## Short exercise
List every line of the data that contains the string "door", matching case exactly.

## Given records
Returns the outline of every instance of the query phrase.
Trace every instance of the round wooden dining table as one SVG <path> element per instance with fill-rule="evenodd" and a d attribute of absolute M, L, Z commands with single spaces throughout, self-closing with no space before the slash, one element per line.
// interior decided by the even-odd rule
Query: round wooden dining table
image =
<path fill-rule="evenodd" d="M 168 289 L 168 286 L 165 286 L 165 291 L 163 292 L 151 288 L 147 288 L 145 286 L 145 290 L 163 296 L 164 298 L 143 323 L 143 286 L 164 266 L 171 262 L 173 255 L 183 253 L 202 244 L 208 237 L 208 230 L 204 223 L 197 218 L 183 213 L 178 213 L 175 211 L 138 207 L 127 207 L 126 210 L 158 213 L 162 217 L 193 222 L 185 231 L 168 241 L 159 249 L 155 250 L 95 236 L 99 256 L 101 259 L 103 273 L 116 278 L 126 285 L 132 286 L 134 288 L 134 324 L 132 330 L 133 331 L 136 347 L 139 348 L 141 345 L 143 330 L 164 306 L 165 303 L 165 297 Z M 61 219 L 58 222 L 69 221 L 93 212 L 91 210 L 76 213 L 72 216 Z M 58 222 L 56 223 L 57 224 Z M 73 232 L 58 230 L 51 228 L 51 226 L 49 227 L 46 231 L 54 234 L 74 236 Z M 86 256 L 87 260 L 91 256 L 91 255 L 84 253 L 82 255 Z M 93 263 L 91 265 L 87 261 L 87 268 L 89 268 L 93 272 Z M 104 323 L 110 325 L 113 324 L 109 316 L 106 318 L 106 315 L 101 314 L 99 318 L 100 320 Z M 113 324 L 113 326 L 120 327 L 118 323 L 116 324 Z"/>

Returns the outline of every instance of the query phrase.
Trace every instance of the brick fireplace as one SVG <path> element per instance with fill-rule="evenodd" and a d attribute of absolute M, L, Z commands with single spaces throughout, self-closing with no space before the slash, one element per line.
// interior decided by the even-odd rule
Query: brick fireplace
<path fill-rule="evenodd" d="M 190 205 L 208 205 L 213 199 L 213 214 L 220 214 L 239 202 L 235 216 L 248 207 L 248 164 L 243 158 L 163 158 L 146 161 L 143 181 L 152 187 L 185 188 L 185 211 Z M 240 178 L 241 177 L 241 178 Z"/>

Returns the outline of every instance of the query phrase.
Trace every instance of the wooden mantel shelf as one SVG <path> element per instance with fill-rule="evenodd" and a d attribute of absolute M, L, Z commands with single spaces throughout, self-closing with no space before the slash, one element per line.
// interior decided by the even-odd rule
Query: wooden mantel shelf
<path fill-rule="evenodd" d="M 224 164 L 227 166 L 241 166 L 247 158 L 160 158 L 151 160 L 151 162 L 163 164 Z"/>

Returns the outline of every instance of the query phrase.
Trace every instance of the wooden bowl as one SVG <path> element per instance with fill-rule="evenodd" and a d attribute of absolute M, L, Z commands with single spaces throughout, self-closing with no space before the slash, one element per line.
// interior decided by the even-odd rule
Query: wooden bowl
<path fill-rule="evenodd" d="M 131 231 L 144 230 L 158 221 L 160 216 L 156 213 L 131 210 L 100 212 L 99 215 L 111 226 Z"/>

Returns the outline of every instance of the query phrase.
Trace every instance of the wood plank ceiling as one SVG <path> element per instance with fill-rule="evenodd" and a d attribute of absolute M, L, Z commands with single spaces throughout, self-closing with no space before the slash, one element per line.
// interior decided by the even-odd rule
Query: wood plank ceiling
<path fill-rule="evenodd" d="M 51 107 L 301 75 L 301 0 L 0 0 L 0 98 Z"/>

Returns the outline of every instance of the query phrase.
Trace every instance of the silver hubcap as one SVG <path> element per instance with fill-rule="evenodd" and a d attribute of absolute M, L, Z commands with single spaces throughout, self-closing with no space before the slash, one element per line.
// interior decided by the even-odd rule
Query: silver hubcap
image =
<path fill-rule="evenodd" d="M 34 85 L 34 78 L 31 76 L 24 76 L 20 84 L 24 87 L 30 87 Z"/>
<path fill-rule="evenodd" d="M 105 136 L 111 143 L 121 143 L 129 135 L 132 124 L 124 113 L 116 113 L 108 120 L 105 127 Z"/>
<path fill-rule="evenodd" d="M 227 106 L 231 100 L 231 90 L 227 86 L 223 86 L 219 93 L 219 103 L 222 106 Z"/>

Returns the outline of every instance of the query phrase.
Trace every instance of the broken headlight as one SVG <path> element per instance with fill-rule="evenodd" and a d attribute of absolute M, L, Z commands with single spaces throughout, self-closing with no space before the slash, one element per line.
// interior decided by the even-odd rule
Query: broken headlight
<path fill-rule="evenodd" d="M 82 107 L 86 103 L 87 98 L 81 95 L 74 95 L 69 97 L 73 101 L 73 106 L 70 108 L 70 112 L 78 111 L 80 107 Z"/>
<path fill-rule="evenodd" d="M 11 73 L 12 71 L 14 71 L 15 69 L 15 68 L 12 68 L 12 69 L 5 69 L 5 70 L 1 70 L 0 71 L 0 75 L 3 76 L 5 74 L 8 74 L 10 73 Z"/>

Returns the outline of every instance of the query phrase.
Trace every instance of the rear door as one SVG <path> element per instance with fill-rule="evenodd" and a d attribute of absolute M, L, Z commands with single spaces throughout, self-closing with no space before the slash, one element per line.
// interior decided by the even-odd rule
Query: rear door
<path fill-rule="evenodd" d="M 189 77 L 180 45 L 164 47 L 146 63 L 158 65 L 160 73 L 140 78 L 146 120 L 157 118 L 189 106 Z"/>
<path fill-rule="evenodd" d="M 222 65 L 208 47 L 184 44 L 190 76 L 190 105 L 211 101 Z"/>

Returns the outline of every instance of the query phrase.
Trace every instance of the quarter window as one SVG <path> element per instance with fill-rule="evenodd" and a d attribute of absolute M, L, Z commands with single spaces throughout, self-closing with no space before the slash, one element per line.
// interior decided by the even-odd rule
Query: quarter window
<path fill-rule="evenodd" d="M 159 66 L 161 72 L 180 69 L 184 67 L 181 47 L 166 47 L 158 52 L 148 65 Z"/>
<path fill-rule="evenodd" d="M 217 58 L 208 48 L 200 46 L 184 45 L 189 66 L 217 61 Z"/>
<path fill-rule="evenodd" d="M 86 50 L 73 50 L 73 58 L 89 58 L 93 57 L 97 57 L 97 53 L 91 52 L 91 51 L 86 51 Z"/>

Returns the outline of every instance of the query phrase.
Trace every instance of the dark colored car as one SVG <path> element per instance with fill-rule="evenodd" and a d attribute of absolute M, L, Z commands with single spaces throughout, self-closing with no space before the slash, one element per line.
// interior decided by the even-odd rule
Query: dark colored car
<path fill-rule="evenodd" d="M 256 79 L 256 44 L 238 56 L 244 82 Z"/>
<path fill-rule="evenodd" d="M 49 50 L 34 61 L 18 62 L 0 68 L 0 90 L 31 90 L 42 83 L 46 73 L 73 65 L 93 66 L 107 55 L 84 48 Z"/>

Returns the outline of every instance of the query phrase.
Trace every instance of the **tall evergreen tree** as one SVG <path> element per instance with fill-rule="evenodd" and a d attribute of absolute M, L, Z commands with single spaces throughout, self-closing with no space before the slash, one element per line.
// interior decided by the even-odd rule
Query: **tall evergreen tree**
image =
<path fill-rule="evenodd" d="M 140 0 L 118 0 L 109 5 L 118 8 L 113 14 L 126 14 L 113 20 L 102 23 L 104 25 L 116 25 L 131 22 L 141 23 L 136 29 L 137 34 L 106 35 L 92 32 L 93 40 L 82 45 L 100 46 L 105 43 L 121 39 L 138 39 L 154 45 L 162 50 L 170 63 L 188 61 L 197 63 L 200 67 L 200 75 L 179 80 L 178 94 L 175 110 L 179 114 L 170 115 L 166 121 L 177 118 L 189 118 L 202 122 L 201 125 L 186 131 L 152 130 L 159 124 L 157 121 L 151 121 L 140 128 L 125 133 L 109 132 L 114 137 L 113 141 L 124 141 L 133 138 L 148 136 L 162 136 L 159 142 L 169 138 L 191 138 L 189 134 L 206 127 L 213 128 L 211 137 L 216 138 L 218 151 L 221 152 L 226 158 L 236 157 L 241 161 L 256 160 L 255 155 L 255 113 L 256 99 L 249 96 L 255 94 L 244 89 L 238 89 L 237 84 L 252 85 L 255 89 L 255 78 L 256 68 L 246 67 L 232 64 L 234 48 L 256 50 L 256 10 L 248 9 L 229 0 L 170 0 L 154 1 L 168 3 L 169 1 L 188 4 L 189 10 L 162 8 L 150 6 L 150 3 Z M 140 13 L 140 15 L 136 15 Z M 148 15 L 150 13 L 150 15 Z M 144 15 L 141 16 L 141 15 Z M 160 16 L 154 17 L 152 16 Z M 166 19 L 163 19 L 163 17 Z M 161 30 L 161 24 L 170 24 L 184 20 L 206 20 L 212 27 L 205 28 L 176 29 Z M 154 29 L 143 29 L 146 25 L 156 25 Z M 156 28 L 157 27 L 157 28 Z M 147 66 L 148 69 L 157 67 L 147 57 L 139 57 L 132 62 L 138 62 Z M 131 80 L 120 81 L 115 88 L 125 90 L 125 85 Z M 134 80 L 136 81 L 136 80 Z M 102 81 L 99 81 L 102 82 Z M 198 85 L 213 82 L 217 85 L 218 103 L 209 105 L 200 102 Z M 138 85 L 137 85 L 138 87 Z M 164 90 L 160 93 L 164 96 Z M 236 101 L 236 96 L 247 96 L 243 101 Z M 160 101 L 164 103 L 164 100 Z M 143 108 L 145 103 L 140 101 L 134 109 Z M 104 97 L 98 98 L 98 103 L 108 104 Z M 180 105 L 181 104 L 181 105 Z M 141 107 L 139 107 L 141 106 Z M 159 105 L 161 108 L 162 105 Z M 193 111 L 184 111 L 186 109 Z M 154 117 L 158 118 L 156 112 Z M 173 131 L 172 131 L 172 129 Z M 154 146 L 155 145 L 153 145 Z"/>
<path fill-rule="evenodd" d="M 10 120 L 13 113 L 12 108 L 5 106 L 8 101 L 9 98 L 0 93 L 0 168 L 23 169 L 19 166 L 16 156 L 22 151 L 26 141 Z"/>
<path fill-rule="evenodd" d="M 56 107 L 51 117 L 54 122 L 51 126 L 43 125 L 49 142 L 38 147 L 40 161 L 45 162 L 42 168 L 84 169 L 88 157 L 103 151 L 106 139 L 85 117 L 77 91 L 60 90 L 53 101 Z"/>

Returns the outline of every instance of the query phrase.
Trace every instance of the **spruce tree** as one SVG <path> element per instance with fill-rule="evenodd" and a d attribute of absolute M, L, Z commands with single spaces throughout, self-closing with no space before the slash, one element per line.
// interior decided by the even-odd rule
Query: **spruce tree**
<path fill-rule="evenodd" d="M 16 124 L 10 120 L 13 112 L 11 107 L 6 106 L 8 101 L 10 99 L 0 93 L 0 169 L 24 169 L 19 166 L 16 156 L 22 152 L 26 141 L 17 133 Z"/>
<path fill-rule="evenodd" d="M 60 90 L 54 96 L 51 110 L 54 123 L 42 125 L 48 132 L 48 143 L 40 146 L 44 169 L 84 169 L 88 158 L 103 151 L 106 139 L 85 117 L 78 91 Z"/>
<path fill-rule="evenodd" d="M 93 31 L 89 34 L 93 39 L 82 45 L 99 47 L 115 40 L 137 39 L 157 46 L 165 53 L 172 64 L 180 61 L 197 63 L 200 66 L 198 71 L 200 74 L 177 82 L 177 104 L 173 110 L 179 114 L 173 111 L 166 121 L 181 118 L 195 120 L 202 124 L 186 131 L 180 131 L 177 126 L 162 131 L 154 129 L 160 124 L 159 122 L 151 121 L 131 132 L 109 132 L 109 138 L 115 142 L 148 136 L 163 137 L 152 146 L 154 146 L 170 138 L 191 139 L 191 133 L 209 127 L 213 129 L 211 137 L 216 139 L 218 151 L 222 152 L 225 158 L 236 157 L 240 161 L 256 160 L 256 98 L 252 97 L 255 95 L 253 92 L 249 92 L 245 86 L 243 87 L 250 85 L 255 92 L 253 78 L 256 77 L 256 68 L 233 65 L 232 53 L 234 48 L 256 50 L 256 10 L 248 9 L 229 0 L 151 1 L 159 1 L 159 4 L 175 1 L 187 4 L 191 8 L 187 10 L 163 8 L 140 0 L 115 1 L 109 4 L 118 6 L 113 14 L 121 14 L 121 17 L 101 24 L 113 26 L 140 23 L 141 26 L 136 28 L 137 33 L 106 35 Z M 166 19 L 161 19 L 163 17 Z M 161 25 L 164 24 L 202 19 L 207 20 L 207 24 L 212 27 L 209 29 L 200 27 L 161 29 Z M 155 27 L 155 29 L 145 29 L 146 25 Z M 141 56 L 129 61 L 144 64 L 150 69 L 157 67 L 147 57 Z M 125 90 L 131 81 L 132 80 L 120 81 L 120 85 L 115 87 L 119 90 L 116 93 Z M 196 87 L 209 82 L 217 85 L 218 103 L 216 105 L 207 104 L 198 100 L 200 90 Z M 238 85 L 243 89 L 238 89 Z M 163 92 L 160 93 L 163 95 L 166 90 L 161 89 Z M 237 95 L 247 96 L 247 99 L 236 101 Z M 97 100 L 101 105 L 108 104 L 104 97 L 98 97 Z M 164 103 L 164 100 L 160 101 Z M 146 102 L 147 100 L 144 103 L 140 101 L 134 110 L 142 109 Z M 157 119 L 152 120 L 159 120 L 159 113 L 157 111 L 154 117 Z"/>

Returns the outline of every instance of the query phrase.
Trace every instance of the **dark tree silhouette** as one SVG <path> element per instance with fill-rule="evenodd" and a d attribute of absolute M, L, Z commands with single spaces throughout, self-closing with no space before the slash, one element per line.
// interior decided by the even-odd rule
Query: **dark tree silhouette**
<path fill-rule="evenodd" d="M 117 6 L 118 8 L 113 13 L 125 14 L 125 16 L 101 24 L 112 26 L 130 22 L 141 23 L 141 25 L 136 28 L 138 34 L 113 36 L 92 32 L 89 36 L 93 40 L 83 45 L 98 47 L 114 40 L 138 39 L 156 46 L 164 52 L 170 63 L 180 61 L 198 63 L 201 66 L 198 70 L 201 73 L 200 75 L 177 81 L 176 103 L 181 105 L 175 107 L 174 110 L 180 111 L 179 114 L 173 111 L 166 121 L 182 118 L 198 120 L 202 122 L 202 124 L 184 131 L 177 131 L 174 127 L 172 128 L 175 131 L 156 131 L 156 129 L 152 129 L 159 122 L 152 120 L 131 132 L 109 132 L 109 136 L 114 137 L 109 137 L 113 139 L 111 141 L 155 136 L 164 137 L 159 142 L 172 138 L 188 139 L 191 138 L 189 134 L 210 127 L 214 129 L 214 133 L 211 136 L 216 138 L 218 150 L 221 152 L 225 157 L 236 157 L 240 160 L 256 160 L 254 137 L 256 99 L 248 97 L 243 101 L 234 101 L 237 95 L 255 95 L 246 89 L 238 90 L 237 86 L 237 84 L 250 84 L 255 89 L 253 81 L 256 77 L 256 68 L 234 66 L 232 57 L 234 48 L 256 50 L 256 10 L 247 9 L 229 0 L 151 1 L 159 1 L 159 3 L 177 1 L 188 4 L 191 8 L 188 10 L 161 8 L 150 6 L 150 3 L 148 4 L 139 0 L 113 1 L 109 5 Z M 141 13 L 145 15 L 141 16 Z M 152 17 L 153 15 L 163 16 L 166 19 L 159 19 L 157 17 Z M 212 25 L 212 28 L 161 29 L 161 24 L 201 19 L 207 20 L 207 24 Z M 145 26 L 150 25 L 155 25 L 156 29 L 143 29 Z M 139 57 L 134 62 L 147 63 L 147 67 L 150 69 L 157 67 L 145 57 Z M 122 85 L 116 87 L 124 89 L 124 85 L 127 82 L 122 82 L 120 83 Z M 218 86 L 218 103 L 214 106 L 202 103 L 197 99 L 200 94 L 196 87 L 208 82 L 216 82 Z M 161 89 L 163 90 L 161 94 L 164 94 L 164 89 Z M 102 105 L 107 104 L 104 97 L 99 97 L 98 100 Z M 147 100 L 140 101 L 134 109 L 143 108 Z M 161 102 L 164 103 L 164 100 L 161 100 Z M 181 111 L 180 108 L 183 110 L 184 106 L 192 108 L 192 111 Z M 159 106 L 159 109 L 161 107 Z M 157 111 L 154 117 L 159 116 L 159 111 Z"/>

## Answer below
Trace every instance of the rear door as one SVG <path> element per instance with fill-rule="evenodd" and a d attribute of absolute M, L, Z commands with single spaces throughout, self-closing with no space before the slash, one element per line.
Query: rear door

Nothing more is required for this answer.